#### DATASET:
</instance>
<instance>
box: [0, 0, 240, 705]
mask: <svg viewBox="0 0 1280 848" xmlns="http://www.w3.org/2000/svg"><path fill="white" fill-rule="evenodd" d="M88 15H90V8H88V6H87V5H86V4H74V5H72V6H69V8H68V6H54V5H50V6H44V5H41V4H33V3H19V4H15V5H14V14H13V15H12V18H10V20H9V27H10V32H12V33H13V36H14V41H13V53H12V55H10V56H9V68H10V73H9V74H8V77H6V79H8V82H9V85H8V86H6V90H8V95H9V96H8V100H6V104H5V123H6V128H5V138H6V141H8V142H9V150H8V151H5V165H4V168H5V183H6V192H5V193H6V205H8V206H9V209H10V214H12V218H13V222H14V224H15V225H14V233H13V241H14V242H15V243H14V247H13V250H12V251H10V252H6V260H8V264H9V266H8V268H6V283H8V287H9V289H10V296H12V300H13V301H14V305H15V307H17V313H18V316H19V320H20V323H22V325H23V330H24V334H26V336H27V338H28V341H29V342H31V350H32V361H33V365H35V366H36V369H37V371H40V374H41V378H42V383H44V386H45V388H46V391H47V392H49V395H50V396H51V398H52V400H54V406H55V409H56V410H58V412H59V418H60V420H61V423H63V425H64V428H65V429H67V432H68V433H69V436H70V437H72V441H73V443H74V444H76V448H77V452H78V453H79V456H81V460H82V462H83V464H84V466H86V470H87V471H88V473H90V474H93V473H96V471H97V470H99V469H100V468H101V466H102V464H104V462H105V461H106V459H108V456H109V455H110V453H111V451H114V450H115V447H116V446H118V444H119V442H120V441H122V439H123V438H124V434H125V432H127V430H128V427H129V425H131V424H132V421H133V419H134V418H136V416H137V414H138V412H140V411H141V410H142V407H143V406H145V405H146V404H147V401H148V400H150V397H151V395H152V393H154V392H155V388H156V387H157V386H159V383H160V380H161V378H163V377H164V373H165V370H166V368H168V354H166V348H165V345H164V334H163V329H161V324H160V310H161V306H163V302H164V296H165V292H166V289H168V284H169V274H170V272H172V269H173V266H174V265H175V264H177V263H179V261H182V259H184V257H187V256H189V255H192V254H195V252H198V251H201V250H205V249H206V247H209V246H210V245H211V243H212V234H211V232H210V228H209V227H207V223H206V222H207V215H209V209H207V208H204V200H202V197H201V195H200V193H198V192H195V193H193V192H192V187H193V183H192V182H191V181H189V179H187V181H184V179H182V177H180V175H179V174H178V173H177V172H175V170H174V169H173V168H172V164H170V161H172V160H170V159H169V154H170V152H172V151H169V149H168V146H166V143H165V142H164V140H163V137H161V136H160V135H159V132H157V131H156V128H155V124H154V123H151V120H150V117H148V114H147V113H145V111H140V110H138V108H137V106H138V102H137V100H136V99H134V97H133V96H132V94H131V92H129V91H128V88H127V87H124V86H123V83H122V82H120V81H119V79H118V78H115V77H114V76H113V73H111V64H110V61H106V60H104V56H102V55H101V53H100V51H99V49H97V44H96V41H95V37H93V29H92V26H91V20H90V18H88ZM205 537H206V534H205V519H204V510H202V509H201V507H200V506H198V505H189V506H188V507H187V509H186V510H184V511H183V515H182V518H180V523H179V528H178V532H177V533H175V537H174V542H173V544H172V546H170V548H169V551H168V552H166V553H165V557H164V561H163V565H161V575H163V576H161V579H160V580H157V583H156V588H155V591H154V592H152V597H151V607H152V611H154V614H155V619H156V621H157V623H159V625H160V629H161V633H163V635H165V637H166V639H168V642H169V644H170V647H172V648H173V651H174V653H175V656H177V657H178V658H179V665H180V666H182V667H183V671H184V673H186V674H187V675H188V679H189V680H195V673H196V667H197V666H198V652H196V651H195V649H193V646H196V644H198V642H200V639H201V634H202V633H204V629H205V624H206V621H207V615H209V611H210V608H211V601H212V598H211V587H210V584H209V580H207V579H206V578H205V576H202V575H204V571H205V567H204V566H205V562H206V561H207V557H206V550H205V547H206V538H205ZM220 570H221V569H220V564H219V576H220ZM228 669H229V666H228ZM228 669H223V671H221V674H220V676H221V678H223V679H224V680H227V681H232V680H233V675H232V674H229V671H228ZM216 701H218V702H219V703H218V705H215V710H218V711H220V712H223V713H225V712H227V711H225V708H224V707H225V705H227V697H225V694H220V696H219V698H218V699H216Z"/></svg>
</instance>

#### PROBLEM DETAILS:
An identical copy of the preceding records should be returned.

#### REPLY TO THE TASK:
</instance>
<instance>
box: [0, 0, 240, 705]
mask: <svg viewBox="0 0 1280 848" xmlns="http://www.w3.org/2000/svg"><path fill="white" fill-rule="evenodd" d="M88 15H90V8H88V6H87V5H86V4H74V5H72V6H69V8H68V6H54V5H50V6H44V5H41V4H33V3H19V4H15V5H14V14H13V15H12V18H10V20H9V27H10V32H12V33H13V36H14V41H13V53H12V55H10V56H9V68H10V73H9V74H8V77H6V79H8V82H9V85H8V86H6V90H8V95H9V96H8V100H6V104H5V123H6V128H5V138H6V141H8V142H9V150H8V151H5V165H4V168H5V183H6V192H5V193H6V205H8V206H9V209H10V214H12V218H13V222H14V224H15V225H14V233H13V241H14V242H15V243H14V247H13V250H12V251H10V252H6V260H8V264H9V266H8V268H6V283H8V287H9V289H10V296H12V300H13V301H14V305H15V307H17V313H18V316H19V320H20V323H22V325H23V330H24V334H26V336H27V338H28V341H29V342H31V350H32V361H33V365H35V366H36V369H37V371H40V374H41V378H42V383H44V386H45V388H46V391H47V392H49V395H50V396H51V398H52V400H54V406H55V409H56V410H58V412H59V418H60V420H61V423H63V425H64V428H65V429H67V432H68V433H69V436H70V437H72V441H73V443H74V444H76V448H77V452H78V453H79V456H81V460H82V462H83V464H84V466H86V470H87V471H88V473H90V474H93V473H96V471H97V470H99V469H100V468H101V466H102V464H104V462H105V461H106V459H108V456H109V455H110V453H111V451H114V450H115V447H116V446H118V444H119V442H120V441H122V439H123V438H124V434H125V432H127V430H128V427H129V425H131V424H132V421H133V419H134V418H136V416H137V414H138V412H140V411H141V410H142V407H143V406H145V405H146V404H147V401H148V400H150V397H151V395H152V393H154V392H155V388H156V387H157V386H159V383H160V380H161V378H163V377H164V373H165V370H166V368H168V354H166V348H165V345H164V334H163V329H161V324H160V310H161V306H163V302H164V296H165V292H166V289H168V284H169V274H170V272H172V269H173V266H174V265H175V264H177V263H179V261H182V259H184V257H187V256H189V255H192V254H195V252H198V251H201V250H205V249H206V247H209V246H210V245H211V243H212V234H211V232H210V228H209V227H207V223H206V222H207V215H209V209H207V208H204V200H202V197H201V195H200V193H198V192H195V193H193V192H192V187H193V183H192V182H191V181H189V179H187V181H184V179H182V177H180V175H179V174H178V173H177V172H175V170H174V169H173V168H172V164H170V161H172V160H170V159H169V154H170V152H172V151H169V149H168V146H166V143H165V142H164V140H163V137H161V136H160V135H159V132H157V131H156V128H155V124H154V123H151V120H150V117H148V114H147V113H145V111H140V110H138V108H137V106H138V102H137V100H136V99H134V97H133V96H132V94H131V92H129V91H128V88H127V87H124V86H123V83H122V82H120V81H119V79H118V78H115V77H114V76H113V73H111V64H110V61H106V60H104V56H102V55H101V53H100V51H99V49H97V44H96V41H95V37H93V29H92V26H91V20H90V18H88ZM205 537H206V534H205V519H204V510H202V509H201V507H200V506H198V505H189V506H188V507H187V509H186V510H184V511H183V515H182V518H180V523H179V528H178V532H177V533H175V537H174V542H173V544H172V546H170V548H169V551H168V552H166V553H165V557H164V561H163V565H161V575H163V576H161V579H160V580H157V583H156V588H155V591H154V592H152V597H151V607H152V611H154V614H155V619H156V621H157V623H159V625H160V629H161V633H163V635H165V637H166V639H168V642H169V644H170V647H172V648H173V651H174V653H175V656H177V657H178V658H179V665H180V666H182V667H183V671H184V673H186V674H187V675H188V679H189V680H195V673H196V667H197V666H198V652H196V651H195V649H193V646H196V644H198V642H200V639H201V634H202V633H204V629H205V624H206V621H207V615H209V611H210V608H211V601H212V598H211V587H210V584H209V580H207V579H206V578H205V576H202V575H204V571H205V567H204V566H205V562H206V561H207V557H206V550H205V547H206V538H205ZM220 570H221V569H220V564H219V576H220ZM228 669H229V666H228ZM228 669H223V671H221V674H220V676H221V678H223V679H224V680H227V681H232V680H233V675H232V674H229V671H228ZM216 701H218V702H219V703H218V705H215V710H218V711H220V712H223V713H225V712H227V711H225V708H224V707H225V705H227V697H225V694H220V696H219V698H218V699H216Z"/></svg>
</instance>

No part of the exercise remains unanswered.